*Passage for review*.
┏━━

= Corporate sustainable profitability =

Corporate sustainable profitability (CSP) revolves around the idea that companies who take responsibility from an economical, environmental and social perspective can become more profitable.

== The stairway to CSP ==
Sustainable profitability can be achieved through a stairway with four steps, each step part of a value chain by production, coworkers, customers and brands. Through this process, corporates can gain a larger overall perspective on their business.

That means a new holistic approach where economic, human beings, and the environment are interrelated to make a long-term sustainable profitability. This creates an ambiance of a win-win-situation for all parts that’s involved.

=== Step 1 - The product ===

Raw material for a profitable and sustainable business.
The first step towards achieving CSP is to study and analyze the product or the service and see how it can be made more sustainable and profitable. The fundamentals of CSP entail analyzing what the product consists of: components such as working conditions, raw material and environmental impact. The study requires close collaboration with suppliers and allows companies to build a solid foundation in the effort towards a more sustainable profitability.

┗━━

*Entries shown*.
┏━━

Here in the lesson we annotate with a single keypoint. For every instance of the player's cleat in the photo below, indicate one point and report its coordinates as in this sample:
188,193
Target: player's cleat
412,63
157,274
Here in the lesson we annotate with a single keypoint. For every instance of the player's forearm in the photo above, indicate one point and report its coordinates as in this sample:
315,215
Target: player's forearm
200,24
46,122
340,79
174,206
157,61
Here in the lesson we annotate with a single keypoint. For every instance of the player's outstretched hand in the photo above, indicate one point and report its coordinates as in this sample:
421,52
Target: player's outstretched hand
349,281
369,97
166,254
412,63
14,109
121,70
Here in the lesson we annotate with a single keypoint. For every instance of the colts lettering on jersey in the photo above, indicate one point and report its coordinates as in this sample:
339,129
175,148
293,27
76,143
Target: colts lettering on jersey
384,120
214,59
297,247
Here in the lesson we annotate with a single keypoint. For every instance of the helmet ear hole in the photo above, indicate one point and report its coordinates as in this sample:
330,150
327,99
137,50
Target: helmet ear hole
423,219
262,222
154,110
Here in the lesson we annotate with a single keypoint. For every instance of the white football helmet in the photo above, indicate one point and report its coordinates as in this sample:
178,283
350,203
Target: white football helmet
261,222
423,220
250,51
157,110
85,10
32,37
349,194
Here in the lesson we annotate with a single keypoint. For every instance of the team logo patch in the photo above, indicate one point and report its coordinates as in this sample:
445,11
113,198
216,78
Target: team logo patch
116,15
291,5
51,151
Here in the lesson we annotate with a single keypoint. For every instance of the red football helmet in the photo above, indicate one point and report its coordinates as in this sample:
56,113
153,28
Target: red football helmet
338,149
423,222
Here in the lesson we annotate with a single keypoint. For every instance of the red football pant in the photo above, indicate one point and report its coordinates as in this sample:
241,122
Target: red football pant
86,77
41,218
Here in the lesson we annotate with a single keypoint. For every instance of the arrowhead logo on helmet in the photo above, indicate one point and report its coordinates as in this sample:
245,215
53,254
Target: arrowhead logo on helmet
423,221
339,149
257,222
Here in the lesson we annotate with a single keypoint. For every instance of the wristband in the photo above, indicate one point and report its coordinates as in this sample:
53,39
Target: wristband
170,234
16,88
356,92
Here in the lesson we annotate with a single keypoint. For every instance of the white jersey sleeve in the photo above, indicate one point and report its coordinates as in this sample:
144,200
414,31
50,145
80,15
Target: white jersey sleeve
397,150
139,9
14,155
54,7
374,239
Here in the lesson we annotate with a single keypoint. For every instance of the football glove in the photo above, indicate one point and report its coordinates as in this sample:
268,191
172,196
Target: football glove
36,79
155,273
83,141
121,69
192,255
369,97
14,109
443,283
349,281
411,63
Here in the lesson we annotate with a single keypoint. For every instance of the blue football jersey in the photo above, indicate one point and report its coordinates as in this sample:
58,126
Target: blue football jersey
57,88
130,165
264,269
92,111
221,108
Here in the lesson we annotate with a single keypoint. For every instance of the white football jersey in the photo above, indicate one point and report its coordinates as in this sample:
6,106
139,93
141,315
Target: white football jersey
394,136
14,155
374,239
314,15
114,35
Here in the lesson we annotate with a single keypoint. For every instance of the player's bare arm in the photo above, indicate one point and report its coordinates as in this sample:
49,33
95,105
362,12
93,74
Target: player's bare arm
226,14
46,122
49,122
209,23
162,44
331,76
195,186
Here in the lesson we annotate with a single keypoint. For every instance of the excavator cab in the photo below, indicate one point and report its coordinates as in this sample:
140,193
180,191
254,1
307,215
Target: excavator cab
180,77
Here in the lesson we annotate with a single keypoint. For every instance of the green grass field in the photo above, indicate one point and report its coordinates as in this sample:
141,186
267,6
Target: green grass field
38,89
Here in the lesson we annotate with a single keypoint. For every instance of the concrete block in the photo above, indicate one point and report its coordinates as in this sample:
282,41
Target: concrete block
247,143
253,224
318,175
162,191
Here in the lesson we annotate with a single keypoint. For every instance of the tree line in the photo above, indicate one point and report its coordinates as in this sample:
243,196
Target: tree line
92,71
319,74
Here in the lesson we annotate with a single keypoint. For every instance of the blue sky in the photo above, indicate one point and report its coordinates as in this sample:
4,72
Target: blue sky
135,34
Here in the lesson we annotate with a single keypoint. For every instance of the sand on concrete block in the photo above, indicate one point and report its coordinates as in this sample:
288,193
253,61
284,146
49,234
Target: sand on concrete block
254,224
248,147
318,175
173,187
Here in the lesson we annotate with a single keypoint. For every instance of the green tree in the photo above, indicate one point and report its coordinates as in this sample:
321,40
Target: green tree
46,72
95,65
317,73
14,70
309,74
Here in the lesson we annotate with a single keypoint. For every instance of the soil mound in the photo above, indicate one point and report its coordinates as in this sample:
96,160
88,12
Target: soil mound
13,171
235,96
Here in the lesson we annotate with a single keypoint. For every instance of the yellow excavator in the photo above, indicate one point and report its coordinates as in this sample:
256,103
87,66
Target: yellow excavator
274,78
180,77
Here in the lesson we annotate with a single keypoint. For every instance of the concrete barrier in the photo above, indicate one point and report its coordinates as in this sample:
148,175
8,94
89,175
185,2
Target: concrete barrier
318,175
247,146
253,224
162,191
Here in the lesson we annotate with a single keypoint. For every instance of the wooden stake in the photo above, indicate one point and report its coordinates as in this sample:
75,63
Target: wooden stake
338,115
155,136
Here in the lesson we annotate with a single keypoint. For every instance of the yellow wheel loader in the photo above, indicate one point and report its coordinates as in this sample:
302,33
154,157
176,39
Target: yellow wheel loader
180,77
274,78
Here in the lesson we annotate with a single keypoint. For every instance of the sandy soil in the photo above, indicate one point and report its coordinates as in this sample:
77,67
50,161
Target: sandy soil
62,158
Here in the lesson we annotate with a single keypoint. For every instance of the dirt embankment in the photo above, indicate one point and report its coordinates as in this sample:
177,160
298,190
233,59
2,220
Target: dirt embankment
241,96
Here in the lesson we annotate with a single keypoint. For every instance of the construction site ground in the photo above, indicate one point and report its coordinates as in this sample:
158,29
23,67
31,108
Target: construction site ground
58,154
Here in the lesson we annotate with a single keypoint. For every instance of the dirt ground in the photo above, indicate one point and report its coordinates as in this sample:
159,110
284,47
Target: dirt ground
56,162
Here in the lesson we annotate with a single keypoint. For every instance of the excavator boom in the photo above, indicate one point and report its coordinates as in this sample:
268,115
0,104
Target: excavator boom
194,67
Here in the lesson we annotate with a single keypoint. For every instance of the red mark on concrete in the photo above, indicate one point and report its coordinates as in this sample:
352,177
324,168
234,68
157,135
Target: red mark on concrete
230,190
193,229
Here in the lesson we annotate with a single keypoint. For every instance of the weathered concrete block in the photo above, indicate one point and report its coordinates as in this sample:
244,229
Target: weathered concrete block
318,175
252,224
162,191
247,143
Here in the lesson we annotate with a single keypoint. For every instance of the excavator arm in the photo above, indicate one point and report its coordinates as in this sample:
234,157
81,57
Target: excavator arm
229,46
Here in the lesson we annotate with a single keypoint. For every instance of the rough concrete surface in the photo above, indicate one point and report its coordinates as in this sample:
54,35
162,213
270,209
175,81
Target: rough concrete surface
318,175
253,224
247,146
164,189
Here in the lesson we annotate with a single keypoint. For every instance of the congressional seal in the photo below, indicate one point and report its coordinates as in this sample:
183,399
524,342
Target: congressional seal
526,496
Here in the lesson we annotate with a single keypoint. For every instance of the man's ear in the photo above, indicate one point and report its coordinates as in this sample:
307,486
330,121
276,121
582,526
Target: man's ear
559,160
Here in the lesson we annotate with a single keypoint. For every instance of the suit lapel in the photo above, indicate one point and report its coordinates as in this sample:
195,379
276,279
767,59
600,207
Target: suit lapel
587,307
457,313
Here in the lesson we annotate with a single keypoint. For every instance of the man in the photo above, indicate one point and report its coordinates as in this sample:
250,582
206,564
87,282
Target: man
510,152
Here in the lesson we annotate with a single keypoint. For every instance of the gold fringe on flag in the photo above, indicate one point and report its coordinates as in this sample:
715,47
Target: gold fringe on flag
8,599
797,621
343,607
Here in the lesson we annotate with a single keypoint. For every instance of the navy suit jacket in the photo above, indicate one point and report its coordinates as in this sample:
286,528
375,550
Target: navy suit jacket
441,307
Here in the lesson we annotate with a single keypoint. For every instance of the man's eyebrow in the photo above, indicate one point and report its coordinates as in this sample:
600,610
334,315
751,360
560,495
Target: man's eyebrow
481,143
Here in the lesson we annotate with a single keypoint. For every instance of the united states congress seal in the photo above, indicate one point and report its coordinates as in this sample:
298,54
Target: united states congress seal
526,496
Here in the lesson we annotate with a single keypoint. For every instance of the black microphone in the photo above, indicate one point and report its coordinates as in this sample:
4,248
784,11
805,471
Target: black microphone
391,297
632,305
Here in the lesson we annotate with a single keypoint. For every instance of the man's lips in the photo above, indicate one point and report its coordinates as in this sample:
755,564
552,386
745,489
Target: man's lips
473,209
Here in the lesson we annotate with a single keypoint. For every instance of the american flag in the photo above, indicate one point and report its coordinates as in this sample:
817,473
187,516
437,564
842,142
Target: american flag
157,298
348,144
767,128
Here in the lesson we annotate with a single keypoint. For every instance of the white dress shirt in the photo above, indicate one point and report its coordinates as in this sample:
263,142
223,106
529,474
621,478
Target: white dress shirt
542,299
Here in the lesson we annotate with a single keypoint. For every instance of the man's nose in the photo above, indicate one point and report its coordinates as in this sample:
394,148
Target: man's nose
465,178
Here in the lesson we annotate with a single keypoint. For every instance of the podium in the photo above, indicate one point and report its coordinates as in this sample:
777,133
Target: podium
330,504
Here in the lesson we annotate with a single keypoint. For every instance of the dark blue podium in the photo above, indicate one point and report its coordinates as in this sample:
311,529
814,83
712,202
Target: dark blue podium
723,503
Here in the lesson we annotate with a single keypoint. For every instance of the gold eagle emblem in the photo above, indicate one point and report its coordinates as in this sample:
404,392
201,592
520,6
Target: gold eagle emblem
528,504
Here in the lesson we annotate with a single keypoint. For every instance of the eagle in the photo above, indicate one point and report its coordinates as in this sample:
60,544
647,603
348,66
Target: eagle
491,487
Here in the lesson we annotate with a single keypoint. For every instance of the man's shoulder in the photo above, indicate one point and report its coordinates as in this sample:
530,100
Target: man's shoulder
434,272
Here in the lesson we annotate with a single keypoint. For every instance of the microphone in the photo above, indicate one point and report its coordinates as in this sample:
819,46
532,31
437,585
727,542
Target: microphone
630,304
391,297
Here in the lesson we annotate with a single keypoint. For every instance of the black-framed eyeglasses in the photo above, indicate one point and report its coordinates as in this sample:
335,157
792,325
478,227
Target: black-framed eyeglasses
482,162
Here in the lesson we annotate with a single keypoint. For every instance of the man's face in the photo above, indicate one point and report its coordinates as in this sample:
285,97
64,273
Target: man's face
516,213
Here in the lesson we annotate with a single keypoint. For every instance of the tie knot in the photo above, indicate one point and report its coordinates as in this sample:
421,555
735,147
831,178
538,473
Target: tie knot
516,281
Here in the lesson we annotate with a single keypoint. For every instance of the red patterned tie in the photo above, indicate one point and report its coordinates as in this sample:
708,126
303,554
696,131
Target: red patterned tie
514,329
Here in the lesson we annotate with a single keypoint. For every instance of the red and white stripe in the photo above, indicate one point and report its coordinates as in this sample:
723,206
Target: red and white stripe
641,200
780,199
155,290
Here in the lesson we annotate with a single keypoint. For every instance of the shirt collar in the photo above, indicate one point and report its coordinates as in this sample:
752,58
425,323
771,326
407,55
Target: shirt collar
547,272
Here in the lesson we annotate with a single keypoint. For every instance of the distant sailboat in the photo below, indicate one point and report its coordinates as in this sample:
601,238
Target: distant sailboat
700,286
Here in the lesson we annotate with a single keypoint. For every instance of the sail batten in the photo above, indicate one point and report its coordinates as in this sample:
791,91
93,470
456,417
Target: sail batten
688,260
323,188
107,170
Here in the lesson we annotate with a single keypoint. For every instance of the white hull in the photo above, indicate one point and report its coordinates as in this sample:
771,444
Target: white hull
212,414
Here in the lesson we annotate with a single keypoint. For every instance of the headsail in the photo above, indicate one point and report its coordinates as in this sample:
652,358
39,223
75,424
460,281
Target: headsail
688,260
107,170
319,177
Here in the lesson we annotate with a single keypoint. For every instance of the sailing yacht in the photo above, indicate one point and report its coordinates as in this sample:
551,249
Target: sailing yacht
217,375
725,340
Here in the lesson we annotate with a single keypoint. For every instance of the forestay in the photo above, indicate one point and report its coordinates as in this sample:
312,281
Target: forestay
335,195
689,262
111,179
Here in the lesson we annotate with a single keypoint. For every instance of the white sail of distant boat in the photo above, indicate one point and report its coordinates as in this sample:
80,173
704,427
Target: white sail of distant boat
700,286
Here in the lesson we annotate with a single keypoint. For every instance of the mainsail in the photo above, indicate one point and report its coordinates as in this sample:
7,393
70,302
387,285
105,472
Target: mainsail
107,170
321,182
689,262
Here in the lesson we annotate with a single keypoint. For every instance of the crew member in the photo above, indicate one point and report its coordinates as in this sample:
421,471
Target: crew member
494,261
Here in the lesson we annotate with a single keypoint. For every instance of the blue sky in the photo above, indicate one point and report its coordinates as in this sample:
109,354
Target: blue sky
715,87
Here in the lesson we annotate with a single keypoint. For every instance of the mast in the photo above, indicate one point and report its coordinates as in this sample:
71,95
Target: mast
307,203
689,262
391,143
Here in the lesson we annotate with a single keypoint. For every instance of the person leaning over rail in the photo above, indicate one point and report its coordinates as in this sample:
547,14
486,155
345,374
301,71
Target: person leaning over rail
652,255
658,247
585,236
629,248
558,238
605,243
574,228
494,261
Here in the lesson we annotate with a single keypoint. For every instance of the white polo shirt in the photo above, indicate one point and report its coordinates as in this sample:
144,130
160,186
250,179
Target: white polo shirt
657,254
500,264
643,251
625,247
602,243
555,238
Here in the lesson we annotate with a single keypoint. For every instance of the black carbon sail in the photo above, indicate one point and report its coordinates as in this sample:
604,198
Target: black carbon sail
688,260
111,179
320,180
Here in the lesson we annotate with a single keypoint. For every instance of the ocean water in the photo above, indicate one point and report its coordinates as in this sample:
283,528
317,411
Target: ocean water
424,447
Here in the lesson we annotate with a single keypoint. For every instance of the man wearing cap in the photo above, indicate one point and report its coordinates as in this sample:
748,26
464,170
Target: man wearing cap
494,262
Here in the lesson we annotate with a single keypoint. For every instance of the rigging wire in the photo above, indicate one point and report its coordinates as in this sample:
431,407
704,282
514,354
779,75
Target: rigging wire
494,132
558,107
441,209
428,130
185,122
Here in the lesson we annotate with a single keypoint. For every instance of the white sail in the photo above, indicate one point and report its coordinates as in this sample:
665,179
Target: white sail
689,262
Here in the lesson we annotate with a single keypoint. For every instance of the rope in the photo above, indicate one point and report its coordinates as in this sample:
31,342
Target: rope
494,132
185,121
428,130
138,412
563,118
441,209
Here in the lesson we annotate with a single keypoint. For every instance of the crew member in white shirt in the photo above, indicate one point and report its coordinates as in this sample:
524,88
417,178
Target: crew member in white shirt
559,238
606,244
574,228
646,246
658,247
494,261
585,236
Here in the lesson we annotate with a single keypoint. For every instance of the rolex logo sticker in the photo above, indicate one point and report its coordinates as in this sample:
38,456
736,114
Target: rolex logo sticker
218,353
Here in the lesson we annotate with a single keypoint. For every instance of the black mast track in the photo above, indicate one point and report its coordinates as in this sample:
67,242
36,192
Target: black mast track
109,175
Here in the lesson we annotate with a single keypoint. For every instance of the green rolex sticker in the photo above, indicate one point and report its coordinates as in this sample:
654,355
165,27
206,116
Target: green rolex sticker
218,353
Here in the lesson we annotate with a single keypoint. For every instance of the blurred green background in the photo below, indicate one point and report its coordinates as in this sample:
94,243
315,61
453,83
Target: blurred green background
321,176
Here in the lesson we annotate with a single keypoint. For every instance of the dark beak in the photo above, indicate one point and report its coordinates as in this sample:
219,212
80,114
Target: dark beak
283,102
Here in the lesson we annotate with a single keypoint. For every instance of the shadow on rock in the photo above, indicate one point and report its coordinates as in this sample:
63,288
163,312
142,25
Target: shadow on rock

┗━━

*Prompt A*. Rewrite the part of the corporate sustainable profitability text that begins at the words "Raw material for" and stops after "more sustainable profitability.", replacing "collaboration" with "cooperation".
*Prompt B*. Continue the corporate sustainable profitability text from where it stops.
The data above is not needed.

*Your response A*.
Raw material for a profitable and sustainable business.
The first step towards achieving CSP is to study and analyze the product or the service and see how it can be made more sustainable and profitable. The fundamentals of CSP entail analyzing what the product consists of: components such as working conditions, raw material and environmental impact. The study requires close cooperation with suppliers and allows companies to build a solid foundation in the effort towards a more sustainable profitability.

*Your response B*.
Environmental measures can result in savings and an increased income. (CSP). Energy efficiency, use of recycled materials, minimizing of material waste, and engaged and healthy employees are direct cost saving actions. As a business it is important to focus on the part of the product or the service process that needs attention and invest with the goal of shaping a more sustainable business.

=== Step 2 - The employees ===

The employees are the ambassadors to maintain sustainable profitability.
CSP also addresses how companies can attract motivated and engaged employees that work towards increasing business developments. Young graduates looking for jobs are now evaluating companies for both its CSR values and business environment. Therefore, it is important for companies to strive to become a CSP-oriented company, where the leadership strives for ever-improving agreements, policies and values.

Companies are facing a great challenge to implement CSP in their operations and communicating changes internally and externally. Profitability comes when employees feel more engaged with their work. This in turn leads to better performance and efficiency, an important factor for companies to who want to maintain an increasing level of profitability.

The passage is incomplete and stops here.